Decide whether each statement below agrees with the Search Console page, answering yes or no and quoting the deciding words of the page: (a) The Search Console performance data is capped at 1000 rows. (b) The script exports the extracted data to a JSON file. (c) Getting an API key is the first step.

**Passage given**:
* start *
Get All Your Search traffic With Google Search Console API (With Code Sample)

Share this post

This post is part of the Guide on Python for SEO and the guide on the Google Search Console API

If you wonder how you can extract all your keywords from Google Search Console, you’re at the right place.

This post will show you how you can automatically extract all your search traffic and all your keywords from Google Webmaster Tool using Python and the Google Search Console API.

(Step-by-step guide with code sample)

The perfect solution for SEOs working on large websites that have a lot of pages and a lot of keywords.

That’s right, you will learn how you can extract more than 25,000 keywords and automatically export the data to a CSV file.

With this script, I managed to extract over 500K rows of data each month from the GSC API.

If you want to look at a more complex, but more powerful solution to extract all your Google Search Console data, you can check this introduction to GSC API video tutorial.

To learn more about Python, view my complete guide on Python for SEO.

Limits of Google Search Console

GSC is a free tool offered by Google, so it is normal that they don’t show you all the data to everyone, as this would be a very expensive process. Instead, they offer you an API.

With GSC, you can’t get a report of top-performing keywords by page, or by country, or by the device.

The Google Search Console performance data is also limiting you to 1000 rows of data, which can be annoying.

The GSC API lets you create keywords by page reports and also lets you query all the pages and all the keywords possible to extract from GSC.

Extract All Your Keywords Data From Google Search Console

For those not used to working with APIs, it can be a hurdle to start, but you should, because Google APIs are awesome for SEOs.

Fear not, I will walk you through to help you get started.

You can learn everything from this post, but if you feel that you need an easier starter guide, just read my post “How to Use Google Search Console API With Python“.

Here are the steps to extract all your search traffic data from Google Search Console.

  1. Get Your Google Search Console API Key
  2. Import Libraries
  3. Log in to the API
  4. Make Your API Call

Step 1: Get Your Google Search Console API Key

First, you need to get an API key to connect to the Google Search Console API.
* end *
**Provided information**:
* start *
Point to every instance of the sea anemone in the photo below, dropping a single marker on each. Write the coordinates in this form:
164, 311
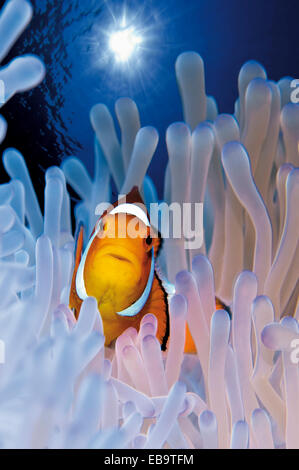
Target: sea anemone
59, 386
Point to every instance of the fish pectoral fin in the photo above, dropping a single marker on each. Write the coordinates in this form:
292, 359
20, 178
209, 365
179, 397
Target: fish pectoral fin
75, 301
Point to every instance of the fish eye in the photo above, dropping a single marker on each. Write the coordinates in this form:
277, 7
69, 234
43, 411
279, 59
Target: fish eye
149, 240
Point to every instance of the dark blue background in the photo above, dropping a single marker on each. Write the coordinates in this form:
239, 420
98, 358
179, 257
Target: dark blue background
52, 121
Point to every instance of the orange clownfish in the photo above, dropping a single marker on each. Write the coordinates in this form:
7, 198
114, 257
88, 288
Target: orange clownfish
120, 272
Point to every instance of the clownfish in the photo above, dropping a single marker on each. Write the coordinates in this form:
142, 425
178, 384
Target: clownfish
121, 273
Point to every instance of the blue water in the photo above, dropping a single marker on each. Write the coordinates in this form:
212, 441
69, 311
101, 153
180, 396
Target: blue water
52, 121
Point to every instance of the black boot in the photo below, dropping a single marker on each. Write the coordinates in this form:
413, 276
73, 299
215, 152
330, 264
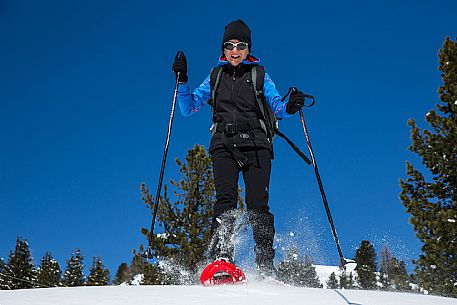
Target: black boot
222, 242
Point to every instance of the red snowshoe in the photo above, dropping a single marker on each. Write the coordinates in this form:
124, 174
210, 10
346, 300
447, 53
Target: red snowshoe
221, 272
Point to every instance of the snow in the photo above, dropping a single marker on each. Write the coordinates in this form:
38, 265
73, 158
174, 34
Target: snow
252, 293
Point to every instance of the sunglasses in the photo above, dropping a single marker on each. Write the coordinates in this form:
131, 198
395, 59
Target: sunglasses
239, 45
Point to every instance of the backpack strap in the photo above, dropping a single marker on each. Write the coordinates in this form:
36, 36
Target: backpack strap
268, 118
258, 77
215, 79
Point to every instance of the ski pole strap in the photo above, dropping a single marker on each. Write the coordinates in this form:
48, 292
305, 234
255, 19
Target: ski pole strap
294, 147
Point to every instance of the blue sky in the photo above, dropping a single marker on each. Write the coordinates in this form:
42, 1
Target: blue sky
85, 94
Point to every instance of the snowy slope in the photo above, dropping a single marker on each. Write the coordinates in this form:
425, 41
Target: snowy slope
251, 293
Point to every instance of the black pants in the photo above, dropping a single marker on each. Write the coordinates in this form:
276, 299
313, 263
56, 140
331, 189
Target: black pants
256, 177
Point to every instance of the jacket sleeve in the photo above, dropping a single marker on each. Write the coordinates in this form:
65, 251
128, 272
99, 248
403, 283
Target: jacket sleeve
274, 99
189, 103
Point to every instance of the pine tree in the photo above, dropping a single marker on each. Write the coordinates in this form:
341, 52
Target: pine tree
393, 274
154, 275
431, 197
19, 272
385, 268
346, 281
137, 263
74, 271
123, 274
185, 224
399, 276
3, 279
366, 265
298, 272
49, 272
332, 282
99, 275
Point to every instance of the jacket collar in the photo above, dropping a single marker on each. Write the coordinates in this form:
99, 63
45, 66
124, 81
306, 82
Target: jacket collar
250, 60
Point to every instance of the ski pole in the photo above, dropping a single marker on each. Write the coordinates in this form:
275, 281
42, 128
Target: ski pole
343, 261
148, 253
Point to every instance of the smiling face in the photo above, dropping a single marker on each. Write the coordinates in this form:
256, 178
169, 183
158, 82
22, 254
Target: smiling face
235, 56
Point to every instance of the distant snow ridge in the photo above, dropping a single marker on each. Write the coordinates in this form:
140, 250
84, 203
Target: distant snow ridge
251, 293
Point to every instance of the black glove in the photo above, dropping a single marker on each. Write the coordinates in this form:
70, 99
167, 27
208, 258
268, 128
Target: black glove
296, 102
180, 65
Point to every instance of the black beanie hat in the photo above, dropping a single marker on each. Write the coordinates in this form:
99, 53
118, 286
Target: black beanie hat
237, 30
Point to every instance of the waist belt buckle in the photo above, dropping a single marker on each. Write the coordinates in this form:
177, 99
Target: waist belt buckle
230, 128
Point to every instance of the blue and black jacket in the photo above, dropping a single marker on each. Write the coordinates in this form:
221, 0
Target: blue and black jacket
235, 103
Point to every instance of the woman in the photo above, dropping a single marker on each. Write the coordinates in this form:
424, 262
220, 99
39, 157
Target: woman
240, 141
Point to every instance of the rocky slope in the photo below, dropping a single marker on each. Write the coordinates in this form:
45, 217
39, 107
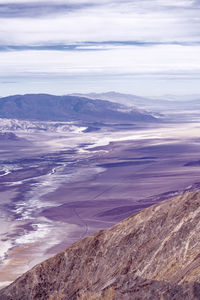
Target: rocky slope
154, 254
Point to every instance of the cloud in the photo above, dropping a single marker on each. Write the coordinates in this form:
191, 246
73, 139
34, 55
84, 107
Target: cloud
99, 39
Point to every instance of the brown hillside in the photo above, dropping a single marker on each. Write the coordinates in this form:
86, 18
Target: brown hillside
154, 254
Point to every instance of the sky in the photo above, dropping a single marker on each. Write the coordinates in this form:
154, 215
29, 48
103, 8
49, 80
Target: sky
143, 47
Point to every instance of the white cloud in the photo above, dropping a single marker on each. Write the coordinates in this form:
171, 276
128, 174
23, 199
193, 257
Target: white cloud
120, 60
148, 21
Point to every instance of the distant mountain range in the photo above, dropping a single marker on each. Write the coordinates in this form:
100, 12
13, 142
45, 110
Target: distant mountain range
168, 103
153, 254
45, 107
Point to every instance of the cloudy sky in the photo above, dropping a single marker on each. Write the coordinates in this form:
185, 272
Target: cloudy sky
144, 47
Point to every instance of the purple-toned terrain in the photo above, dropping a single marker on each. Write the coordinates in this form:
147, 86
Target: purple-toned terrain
60, 182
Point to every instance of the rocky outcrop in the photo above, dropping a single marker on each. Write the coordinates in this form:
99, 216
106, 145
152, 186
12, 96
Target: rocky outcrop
154, 254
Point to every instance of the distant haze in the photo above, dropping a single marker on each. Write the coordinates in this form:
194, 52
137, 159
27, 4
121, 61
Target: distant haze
142, 47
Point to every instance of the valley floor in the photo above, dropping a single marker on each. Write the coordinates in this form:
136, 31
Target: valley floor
58, 187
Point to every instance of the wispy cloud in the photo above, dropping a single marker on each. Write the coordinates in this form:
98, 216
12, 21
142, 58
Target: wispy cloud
41, 39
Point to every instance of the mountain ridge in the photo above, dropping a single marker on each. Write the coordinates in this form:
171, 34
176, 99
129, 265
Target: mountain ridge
46, 107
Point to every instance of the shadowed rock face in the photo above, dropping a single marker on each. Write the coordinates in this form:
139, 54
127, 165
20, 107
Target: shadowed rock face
154, 254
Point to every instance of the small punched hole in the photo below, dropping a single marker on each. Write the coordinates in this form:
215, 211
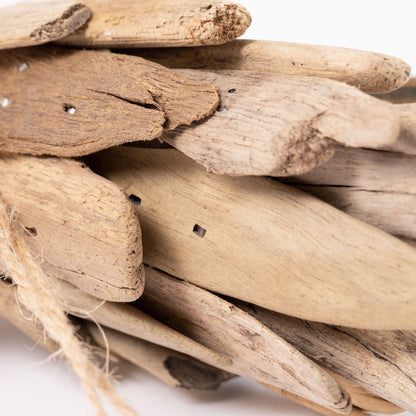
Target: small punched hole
199, 231
70, 109
22, 67
135, 199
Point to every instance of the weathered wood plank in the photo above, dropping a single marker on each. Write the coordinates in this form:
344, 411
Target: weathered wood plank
271, 124
169, 366
381, 361
145, 23
372, 72
254, 239
66, 102
256, 351
80, 226
34, 23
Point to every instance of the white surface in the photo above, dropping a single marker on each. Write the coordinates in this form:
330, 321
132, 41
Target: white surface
30, 388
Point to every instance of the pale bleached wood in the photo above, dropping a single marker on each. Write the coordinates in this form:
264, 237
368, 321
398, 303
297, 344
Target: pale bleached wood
364, 399
255, 350
371, 72
406, 143
271, 124
146, 23
79, 226
127, 319
169, 366
381, 361
263, 239
34, 23
21, 318
376, 187
309, 404
71, 102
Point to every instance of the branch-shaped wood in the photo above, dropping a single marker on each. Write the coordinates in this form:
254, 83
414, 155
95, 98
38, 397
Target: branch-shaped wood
80, 226
256, 352
381, 361
34, 23
255, 239
279, 125
169, 366
372, 72
145, 23
66, 102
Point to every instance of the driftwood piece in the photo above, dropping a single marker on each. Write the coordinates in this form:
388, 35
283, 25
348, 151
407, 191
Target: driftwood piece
376, 187
371, 72
309, 404
256, 352
254, 239
21, 318
169, 366
66, 103
127, 319
29, 24
381, 361
271, 124
80, 226
145, 23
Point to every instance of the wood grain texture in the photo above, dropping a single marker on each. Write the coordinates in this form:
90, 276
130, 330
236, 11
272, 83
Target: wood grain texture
80, 226
375, 187
67, 102
371, 72
34, 23
145, 23
255, 350
254, 239
127, 319
169, 366
271, 124
381, 361
20, 317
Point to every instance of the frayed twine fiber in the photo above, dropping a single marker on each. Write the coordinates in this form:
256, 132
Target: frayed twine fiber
35, 294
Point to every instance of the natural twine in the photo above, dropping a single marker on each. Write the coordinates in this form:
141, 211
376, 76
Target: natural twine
35, 294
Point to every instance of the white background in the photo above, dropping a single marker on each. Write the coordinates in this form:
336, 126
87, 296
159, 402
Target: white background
30, 387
* end *
**Complete answer**:
(a) Yes: "The Google Search Console performance data is also limiting you to 1000 rows of data"
(b) No: "automatically export the data to a CSV file"
(c) Yes: "First, you need to get an API key to connect to the Google Search Console API."